THE PROBLEM: Locate every line in the records below that contains the word "plaque" and copy each of those lines.

-----

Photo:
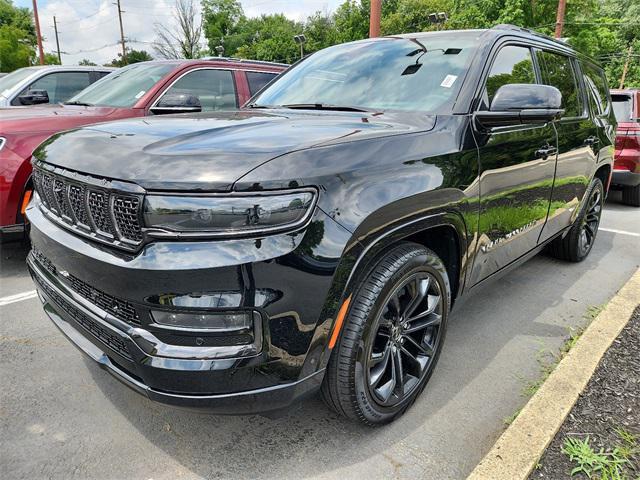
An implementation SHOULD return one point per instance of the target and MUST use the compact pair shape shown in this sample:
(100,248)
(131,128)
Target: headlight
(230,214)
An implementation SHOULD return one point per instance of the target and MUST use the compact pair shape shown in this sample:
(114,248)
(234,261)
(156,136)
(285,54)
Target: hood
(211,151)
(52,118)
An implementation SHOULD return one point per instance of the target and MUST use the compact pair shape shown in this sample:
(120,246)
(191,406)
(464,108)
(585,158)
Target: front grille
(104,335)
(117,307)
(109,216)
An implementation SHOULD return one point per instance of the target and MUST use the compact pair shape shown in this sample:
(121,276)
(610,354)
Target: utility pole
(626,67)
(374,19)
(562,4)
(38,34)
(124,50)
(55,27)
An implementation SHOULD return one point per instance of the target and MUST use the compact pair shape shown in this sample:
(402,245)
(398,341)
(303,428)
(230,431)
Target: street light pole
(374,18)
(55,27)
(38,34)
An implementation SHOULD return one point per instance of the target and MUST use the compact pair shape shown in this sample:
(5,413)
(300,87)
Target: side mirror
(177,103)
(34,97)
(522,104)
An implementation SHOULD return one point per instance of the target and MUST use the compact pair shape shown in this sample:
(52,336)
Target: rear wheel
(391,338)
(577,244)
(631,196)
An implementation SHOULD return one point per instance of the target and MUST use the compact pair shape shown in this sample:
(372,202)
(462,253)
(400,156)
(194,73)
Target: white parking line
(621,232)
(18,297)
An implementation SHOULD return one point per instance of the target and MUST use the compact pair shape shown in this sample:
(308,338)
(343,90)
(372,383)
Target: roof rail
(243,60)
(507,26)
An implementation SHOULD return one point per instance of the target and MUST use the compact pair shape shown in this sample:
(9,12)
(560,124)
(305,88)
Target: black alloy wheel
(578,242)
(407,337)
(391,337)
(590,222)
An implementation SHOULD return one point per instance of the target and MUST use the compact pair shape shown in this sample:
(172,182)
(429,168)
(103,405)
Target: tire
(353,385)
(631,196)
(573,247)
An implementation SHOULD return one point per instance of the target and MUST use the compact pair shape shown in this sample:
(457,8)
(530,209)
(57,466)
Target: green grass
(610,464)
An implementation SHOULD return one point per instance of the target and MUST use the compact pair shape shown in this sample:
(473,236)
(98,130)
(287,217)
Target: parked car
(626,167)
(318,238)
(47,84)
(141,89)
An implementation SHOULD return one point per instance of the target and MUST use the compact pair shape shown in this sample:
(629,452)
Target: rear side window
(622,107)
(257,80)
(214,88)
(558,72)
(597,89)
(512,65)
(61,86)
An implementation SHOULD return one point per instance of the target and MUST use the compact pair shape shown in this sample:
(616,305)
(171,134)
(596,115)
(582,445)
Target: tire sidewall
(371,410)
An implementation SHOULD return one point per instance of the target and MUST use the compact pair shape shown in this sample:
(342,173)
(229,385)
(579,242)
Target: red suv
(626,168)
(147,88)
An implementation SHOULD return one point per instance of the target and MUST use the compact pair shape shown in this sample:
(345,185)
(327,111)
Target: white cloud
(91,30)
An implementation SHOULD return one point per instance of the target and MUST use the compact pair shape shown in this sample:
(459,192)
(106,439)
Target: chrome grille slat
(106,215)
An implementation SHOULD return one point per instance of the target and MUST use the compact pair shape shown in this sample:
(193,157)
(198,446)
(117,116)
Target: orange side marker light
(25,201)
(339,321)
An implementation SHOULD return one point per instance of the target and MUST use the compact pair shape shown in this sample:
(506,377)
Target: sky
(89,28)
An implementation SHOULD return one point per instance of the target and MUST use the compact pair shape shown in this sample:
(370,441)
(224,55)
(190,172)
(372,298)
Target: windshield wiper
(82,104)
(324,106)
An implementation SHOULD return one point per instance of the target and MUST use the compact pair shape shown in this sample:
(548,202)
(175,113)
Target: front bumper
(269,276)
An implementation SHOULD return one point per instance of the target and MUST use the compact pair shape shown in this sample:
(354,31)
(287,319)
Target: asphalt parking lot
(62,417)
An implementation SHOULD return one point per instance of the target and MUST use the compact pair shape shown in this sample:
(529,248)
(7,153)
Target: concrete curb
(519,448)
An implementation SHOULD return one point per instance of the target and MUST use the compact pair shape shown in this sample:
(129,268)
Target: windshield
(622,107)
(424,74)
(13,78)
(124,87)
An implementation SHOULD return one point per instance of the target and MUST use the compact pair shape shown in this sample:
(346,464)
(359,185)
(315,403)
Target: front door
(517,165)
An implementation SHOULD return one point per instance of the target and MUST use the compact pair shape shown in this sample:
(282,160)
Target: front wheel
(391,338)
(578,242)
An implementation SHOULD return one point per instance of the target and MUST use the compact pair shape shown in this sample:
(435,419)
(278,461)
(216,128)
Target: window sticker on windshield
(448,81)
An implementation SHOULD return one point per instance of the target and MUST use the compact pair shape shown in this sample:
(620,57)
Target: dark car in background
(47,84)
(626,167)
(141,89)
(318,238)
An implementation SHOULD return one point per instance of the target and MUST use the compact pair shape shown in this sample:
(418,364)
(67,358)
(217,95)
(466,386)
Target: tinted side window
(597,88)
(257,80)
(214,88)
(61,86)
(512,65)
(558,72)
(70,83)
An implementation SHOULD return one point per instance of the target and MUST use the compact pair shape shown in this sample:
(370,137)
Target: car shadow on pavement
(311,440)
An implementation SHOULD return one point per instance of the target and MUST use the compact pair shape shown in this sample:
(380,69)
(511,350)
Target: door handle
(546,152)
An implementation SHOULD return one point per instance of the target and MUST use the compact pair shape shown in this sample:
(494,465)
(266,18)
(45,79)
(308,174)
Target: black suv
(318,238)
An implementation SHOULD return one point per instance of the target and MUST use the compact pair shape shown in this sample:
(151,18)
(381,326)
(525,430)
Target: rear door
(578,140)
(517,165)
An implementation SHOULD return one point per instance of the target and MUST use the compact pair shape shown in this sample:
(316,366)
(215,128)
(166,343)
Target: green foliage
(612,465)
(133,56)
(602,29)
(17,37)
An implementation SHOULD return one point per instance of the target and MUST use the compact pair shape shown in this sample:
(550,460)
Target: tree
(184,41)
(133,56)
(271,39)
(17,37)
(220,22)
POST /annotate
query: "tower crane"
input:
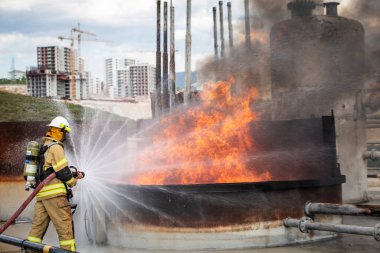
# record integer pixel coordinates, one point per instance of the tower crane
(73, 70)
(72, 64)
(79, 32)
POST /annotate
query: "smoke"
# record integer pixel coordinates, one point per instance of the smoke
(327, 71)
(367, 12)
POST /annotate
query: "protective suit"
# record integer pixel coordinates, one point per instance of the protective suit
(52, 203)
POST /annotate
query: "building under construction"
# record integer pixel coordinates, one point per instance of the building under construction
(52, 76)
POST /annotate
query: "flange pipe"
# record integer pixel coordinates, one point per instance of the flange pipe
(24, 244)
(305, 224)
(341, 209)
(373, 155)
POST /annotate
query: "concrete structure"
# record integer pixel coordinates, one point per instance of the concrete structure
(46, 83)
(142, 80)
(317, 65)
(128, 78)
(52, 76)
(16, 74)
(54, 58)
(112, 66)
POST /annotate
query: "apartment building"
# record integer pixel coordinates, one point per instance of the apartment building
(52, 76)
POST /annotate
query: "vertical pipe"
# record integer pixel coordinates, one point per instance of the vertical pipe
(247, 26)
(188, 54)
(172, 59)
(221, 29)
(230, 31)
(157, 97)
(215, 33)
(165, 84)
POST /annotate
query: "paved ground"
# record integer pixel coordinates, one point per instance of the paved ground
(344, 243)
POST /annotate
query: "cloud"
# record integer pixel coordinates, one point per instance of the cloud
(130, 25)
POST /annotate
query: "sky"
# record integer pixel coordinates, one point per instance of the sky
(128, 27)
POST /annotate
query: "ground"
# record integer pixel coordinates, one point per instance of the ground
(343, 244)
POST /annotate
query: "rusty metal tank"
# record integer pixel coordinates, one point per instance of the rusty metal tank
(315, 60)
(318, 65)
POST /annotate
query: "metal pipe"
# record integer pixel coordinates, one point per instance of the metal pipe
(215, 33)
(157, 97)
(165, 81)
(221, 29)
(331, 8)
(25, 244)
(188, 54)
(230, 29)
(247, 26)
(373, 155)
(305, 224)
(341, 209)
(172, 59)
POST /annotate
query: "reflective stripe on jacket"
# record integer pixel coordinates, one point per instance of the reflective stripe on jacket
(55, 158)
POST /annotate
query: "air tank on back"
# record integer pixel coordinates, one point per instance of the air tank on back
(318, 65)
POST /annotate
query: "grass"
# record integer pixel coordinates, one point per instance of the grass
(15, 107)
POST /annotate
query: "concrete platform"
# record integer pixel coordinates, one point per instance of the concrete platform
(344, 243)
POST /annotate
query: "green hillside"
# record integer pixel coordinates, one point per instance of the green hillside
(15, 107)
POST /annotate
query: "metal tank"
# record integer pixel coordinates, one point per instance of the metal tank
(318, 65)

-----

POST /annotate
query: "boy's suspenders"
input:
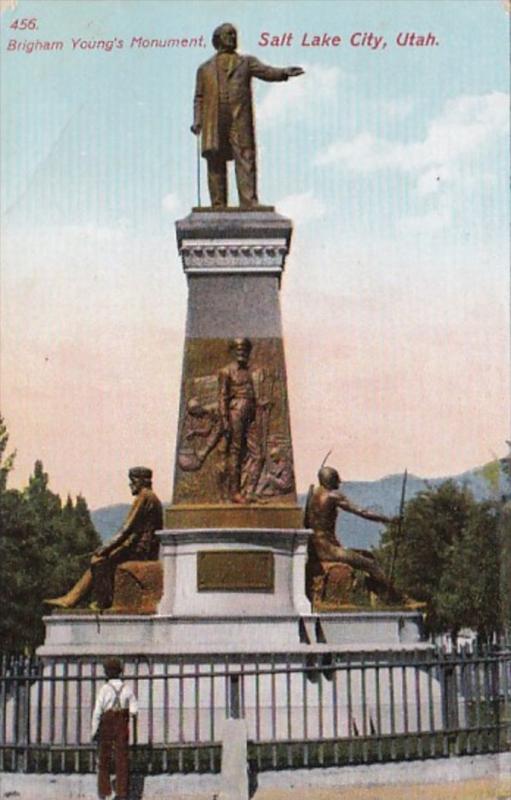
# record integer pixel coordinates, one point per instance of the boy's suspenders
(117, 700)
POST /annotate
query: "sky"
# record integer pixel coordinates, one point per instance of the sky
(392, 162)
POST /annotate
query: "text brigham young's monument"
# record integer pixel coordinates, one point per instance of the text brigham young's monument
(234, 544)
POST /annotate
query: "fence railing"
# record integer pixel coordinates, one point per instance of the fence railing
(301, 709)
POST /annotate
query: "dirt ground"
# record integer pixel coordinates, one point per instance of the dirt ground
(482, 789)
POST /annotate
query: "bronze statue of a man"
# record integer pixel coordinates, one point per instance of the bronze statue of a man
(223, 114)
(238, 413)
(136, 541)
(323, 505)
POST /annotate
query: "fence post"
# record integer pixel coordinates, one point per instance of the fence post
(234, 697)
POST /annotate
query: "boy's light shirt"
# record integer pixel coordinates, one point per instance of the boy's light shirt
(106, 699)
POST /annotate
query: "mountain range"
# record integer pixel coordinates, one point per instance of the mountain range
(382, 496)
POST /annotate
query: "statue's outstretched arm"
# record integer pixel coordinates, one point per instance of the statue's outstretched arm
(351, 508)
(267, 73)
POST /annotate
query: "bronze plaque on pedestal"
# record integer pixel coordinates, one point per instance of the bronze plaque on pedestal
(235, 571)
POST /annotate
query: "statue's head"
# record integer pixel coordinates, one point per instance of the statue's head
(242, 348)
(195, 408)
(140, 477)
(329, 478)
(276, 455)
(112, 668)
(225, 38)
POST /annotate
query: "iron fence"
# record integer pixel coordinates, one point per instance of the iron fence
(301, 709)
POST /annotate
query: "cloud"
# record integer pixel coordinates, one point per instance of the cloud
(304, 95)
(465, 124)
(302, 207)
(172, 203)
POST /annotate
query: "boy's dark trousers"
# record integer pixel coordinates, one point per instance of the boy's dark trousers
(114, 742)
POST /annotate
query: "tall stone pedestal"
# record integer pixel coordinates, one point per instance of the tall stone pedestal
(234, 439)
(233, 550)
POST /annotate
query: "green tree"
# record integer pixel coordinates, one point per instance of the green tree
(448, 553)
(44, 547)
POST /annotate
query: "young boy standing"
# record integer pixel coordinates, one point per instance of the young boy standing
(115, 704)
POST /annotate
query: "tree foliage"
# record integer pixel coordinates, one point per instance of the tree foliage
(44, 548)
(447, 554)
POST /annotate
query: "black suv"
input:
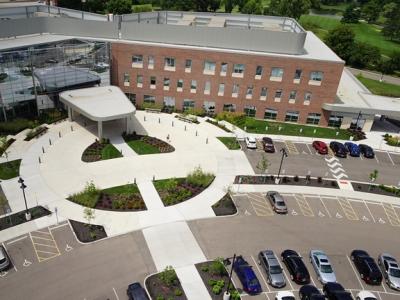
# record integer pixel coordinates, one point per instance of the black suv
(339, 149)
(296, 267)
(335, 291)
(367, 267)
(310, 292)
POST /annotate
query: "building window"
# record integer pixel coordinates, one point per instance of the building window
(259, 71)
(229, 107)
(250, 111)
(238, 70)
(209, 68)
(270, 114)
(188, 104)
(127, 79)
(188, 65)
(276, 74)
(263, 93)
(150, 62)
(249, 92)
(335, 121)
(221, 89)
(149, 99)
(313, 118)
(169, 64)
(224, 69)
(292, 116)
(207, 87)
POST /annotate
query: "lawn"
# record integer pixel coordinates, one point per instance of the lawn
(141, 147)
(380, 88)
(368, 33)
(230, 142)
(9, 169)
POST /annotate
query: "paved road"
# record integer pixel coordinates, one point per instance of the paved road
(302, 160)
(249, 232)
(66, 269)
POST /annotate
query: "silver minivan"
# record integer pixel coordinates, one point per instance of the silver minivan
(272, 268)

-----

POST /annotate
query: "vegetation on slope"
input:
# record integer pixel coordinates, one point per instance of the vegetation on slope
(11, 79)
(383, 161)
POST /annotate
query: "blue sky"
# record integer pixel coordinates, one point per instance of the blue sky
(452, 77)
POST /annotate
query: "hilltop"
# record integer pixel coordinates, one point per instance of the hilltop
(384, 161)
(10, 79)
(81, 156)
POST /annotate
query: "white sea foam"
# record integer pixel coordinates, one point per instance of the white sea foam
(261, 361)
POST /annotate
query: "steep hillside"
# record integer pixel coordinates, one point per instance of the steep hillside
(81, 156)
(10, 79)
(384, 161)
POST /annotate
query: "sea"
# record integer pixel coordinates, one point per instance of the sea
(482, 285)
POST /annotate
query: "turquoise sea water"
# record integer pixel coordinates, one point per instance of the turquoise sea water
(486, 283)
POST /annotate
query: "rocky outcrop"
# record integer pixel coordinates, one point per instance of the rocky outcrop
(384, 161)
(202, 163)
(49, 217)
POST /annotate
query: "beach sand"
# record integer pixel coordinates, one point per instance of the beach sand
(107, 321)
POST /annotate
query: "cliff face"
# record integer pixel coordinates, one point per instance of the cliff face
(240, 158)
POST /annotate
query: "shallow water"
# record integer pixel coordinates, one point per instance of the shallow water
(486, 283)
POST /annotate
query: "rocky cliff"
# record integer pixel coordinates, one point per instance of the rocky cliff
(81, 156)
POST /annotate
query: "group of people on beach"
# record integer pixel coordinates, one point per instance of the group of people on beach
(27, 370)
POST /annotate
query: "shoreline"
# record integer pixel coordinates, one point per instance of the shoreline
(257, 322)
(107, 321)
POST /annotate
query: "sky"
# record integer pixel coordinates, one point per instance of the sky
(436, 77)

-----

RESPONSE TO THE TASK:
query: "bronze plaque on pedestal"
# record integer pixel coordinates, one point per instance of the bronze plaque on pedestal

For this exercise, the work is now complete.